> _Source data_

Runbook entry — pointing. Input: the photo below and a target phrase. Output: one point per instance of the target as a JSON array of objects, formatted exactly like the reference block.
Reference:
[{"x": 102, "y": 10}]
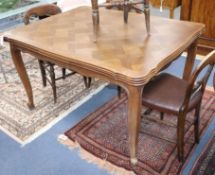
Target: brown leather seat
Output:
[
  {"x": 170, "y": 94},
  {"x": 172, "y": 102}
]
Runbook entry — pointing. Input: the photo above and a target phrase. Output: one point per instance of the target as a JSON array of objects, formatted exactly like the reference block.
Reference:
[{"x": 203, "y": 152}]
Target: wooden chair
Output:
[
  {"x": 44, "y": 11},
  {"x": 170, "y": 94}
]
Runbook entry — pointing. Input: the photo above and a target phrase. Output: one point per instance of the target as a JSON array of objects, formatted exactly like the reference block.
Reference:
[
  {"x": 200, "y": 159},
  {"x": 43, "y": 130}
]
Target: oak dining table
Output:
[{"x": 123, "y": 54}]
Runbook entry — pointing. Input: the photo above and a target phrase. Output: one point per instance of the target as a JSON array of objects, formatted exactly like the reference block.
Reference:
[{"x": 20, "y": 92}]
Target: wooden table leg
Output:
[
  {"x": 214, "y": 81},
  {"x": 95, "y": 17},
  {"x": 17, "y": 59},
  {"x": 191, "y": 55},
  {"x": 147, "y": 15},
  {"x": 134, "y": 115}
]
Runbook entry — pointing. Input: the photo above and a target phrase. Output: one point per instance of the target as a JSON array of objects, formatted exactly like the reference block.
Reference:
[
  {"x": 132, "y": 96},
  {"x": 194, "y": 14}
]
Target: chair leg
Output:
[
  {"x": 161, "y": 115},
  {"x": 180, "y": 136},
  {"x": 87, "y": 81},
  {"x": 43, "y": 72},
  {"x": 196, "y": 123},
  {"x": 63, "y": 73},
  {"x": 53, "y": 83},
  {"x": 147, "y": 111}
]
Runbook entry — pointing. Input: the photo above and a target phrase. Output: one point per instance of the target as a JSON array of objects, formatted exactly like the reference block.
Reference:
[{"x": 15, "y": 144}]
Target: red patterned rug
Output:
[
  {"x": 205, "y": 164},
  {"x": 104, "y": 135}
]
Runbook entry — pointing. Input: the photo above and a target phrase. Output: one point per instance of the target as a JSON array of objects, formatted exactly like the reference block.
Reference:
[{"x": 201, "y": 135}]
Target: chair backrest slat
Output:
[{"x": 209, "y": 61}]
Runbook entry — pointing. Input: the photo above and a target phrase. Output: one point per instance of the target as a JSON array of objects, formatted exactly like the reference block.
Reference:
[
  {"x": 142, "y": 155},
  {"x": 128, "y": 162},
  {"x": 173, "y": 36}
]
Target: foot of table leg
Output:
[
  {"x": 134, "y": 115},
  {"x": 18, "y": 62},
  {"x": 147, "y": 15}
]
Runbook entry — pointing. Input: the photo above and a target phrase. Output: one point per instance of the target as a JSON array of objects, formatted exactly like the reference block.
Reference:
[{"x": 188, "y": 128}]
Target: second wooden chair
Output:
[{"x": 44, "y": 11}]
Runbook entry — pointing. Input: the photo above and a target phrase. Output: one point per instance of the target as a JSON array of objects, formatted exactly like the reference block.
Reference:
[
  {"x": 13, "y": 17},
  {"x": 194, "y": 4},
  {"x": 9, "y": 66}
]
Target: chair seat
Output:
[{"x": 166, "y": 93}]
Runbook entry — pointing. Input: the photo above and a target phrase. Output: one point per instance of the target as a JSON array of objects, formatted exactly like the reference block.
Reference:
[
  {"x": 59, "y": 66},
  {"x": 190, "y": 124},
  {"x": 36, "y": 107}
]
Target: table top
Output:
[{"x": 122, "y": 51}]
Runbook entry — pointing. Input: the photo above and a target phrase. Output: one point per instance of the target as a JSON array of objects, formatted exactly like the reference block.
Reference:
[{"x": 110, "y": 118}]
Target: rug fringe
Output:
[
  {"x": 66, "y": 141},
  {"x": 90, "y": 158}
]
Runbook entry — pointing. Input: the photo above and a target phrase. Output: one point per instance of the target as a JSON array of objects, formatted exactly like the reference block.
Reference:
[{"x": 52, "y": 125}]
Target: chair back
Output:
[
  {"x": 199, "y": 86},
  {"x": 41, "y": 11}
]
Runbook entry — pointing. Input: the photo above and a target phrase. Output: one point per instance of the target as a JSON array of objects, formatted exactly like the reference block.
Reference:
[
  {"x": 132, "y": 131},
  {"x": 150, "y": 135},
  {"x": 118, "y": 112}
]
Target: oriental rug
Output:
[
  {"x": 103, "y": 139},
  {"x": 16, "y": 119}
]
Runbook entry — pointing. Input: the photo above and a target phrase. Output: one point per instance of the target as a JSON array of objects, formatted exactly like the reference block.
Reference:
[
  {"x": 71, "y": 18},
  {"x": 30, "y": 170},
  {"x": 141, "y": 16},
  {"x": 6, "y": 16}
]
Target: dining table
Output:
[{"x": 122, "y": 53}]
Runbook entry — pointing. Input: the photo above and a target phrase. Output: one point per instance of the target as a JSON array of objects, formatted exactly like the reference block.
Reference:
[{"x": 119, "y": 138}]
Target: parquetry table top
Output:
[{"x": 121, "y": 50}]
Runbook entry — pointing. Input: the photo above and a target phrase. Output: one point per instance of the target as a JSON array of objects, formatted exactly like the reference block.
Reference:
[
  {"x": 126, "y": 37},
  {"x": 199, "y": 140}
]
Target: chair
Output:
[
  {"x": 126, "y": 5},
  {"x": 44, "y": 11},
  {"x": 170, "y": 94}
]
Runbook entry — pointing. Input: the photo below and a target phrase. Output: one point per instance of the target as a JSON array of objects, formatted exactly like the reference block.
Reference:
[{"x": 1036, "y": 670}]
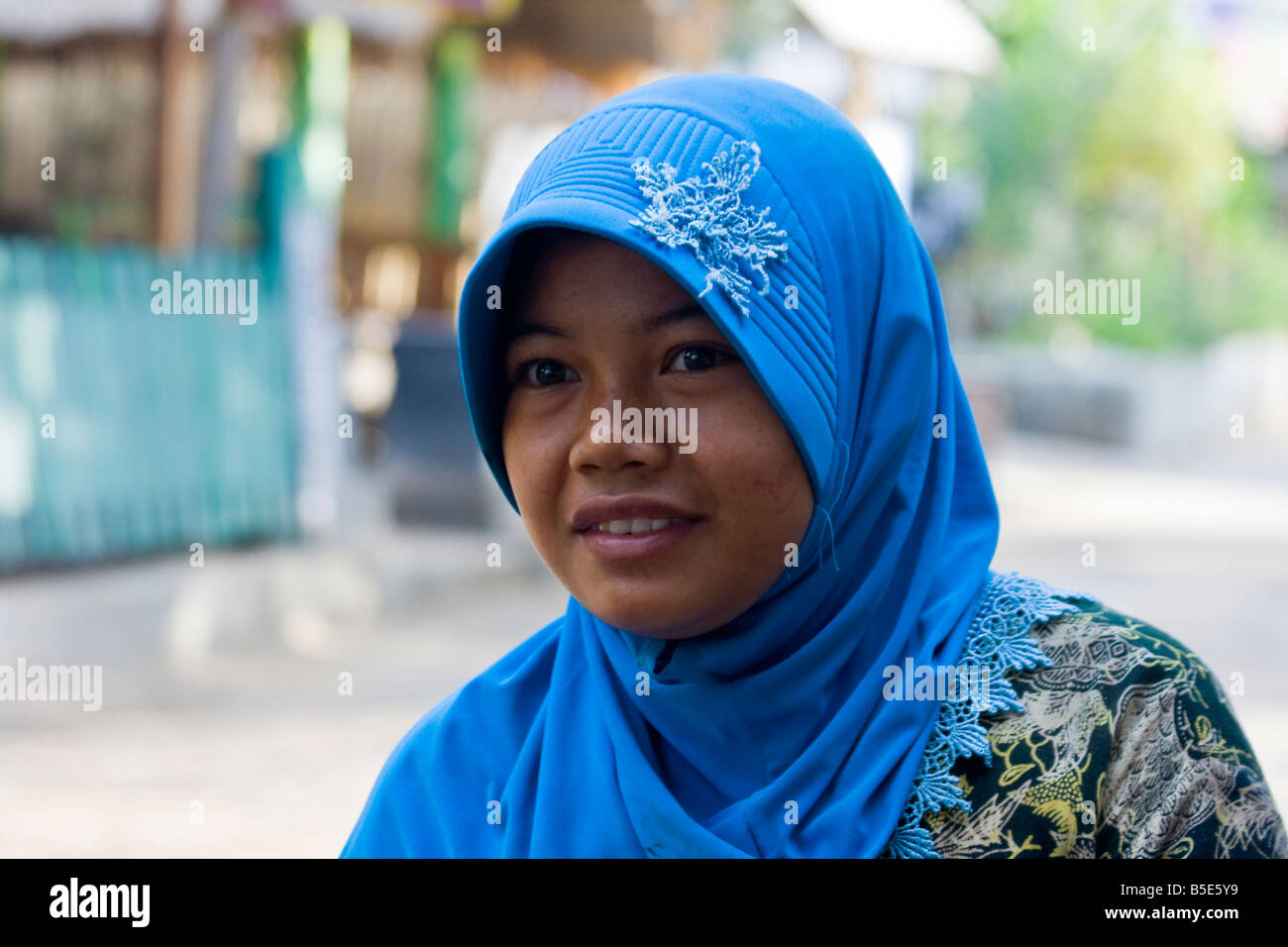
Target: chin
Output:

> _Aim of the exercise_
Print out the material verbatim, skipping pictures.

> _Result of the task_
Runbook entry — pointing. Input: the photo below and a target phrase. Output: one point per instance of the target as a JSON array of objects, formatted exactly like the reference block.
Reference:
[{"x": 102, "y": 10}]
Target: brown leather seat
Output:
[
  {"x": 170, "y": 94},
  {"x": 172, "y": 102}
]
Runbook entry — pointing. Input: the photo above and a target phrase. Output: one point per instance of the target as a JSON array of objects, formatted exactly like the reference block.
Reference:
[{"x": 203, "y": 152}]
Target: wooden chair
Output:
[
  {"x": 44, "y": 11},
  {"x": 170, "y": 94}
]
Runbook entry — pointing. Input: the photo above and a target phrase. Output: one point per instance of the target as a JSON array of objects, formatted exactly like the reference block.
Reference:
[
  {"x": 200, "y": 159},
  {"x": 43, "y": 130}
]
Target: oak dining table
Output:
[{"x": 123, "y": 54}]
Runbook entry — pointing. Input: the photo above and a target phrase. Output: one point per instance of the target as a JSON array of objects, formatted exactly like the reference block.
Reference:
[{"x": 20, "y": 92}]
Target: wooden table leg
Output:
[
  {"x": 214, "y": 81},
  {"x": 95, "y": 17},
  {"x": 17, "y": 59},
  {"x": 191, "y": 55},
  {"x": 147, "y": 15},
  {"x": 134, "y": 115}
]
Runbook entry — pointing. Input: the photo above and a target phrase. Output: one point per instance of the target as a JSON array of objects, formatted exactly like the reference block.
Reference:
[
  {"x": 132, "y": 96},
  {"x": 194, "y": 14}
]
Target: chair leg
Output:
[
  {"x": 161, "y": 115},
  {"x": 180, "y": 136},
  {"x": 87, "y": 81},
  {"x": 43, "y": 72},
  {"x": 196, "y": 123},
  {"x": 63, "y": 73},
  {"x": 53, "y": 83},
  {"x": 147, "y": 111}
]
Runbook entry — pointing. Input: the photo above and a target phrase. Output: one point per instance of the target as a JSON array of objects, formatted exactly like the reference block.
Reference:
[{"x": 15, "y": 144}]
Target: red patterned rug
Output:
[
  {"x": 205, "y": 164},
  {"x": 104, "y": 135}
]
Runbook entry — pointing. Input: the photo above and a target phrase. Output: one point per instance of the target as a JSON array of objects, formatted exactly like the reference block.
Reference:
[{"x": 201, "y": 135}]
Target: chair backrest slat
Output:
[{"x": 209, "y": 61}]
Runbook entry — pointing. Input: the photo above and a target phrase. Output: one point per instance of the target as a JSON array of objects, formatted exactly like the reference block.
Reference:
[
  {"x": 142, "y": 155},
  {"x": 128, "y": 162},
  {"x": 173, "y": 36}
]
Target: foot of table leg
Output:
[
  {"x": 134, "y": 115},
  {"x": 18, "y": 62},
  {"x": 147, "y": 15}
]
Runbook entry — pointing. Input: the photo above and a target phrase. Output: one point per instance of the target as a JSON array of objects, formatted exactly like the reference block.
Reference:
[{"x": 188, "y": 128}]
Target: second wooden chair
Output:
[{"x": 44, "y": 11}]
Runbook entry — pointing. Input: the photo above and a target phrase. Output: one point per instance of the target as a JSON array of objects, formatted exactly like the reference block.
Reference:
[
  {"x": 13, "y": 17},
  {"x": 194, "y": 4},
  {"x": 9, "y": 66}
]
Target: chair seat
Output:
[{"x": 166, "y": 93}]
Runbook entry — pointing. Input: the photo above and a target phrase. Output: one point per instance of the target as a JSON array of objects, formatted exactly like the reference block.
Reference:
[
  {"x": 59, "y": 66},
  {"x": 190, "y": 124},
  {"x": 36, "y": 107}
]
Target: table top
Output:
[{"x": 122, "y": 51}]
Runbook entry — pointing. Input: the photo above and a target phrase. Output: one point per instance of the target as a JSON array of objects, formatted exactly like the reference block.
Reference:
[{"x": 110, "y": 118}]
Target: rug fringe
Output:
[
  {"x": 66, "y": 141},
  {"x": 90, "y": 158}
]
Runbook entry — pointing. Input: the photo above and a target phrase. Output: one point per instance of the target as a JSON array of objects, formatted exactly like the reference block.
Reference:
[{"x": 52, "y": 125}]
Target: chair back
Output:
[
  {"x": 199, "y": 86},
  {"x": 41, "y": 11}
]
Runbook entry — pointing. Input: the photo above and a target phrase. Output: one point per instance of the target as a JSON array of objects, formatted exactly like the reference block.
Reference:
[
  {"x": 132, "y": 131},
  {"x": 150, "y": 135},
  {"x": 118, "y": 112}
]
Target: oriental rug
Output:
[
  {"x": 103, "y": 139},
  {"x": 16, "y": 119}
]
Runbook entry — pointing. Input: the photo above and a target phrase. Output: one point per instance of the target as a JSON array of objects, formatted exactly like the reference block.
Reference:
[
  {"x": 71, "y": 18},
  {"x": 30, "y": 170},
  {"x": 141, "y": 16},
  {"x": 6, "y": 16}
]
Target: dining table
Output:
[{"x": 122, "y": 53}]
Runbook entry — pointing. Input: the photo above and a target phrase. Output: one point per instance of the target as a JSON array of objects, formatted exactly like the reference block.
Reference:
[{"x": 119, "y": 138}]
Target: parquetry table top
Output:
[{"x": 121, "y": 50}]
Runbook entry — pointing. Input: the photo above and a target phrase. Output: one point per instance of the target as a JSON array of objects, formatted exactly like the reference block.
Reference:
[
  {"x": 126, "y": 37},
  {"x": 199, "y": 140}
]
Target: chair
Output:
[
  {"x": 126, "y": 5},
  {"x": 44, "y": 11},
  {"x": 170, "y": 94}
]
Runbook entry — pointing. Input: the photo below and a target phrase. Output: one point per instance of the target as a JSON array of objects, formatted exactly like the reference block.
Reference:
[{"x": 1036, "y": 670}]
Target: chin
Output:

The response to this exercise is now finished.